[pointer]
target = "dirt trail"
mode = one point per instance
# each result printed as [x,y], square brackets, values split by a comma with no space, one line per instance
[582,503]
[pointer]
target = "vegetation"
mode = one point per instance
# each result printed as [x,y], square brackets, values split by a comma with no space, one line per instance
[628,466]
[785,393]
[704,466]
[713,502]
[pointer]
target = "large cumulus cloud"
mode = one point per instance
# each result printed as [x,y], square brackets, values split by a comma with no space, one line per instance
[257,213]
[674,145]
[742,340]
━━━
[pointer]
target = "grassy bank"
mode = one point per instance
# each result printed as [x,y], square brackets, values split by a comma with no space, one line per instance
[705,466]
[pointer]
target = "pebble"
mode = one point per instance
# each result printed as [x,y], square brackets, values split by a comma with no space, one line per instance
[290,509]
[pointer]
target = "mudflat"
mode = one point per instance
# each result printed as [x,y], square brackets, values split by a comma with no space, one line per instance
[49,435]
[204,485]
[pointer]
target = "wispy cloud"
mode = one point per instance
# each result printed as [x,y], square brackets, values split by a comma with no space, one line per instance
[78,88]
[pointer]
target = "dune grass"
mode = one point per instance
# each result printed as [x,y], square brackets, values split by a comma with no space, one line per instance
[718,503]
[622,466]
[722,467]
━━━
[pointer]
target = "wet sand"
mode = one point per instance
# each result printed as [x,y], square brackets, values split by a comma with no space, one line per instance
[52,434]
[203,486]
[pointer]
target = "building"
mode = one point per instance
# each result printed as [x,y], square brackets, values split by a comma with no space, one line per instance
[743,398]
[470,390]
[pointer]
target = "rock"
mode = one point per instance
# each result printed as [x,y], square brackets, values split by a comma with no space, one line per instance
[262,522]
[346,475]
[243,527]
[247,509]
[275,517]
━━━
● **What is required**: From the listing above, pull out each line that contains the word "target" and copy those lines as they appear.

● **Right answer**:
target = "dirt trail"
target = "vegetation"
target = "large cumulus cloud"
target = "grassy bank"
target = "pebble"
target = "mudflat"
target = "wispy cloud"
target = "dune grass"
target = "wet sand"
target = "building"
target = "rock"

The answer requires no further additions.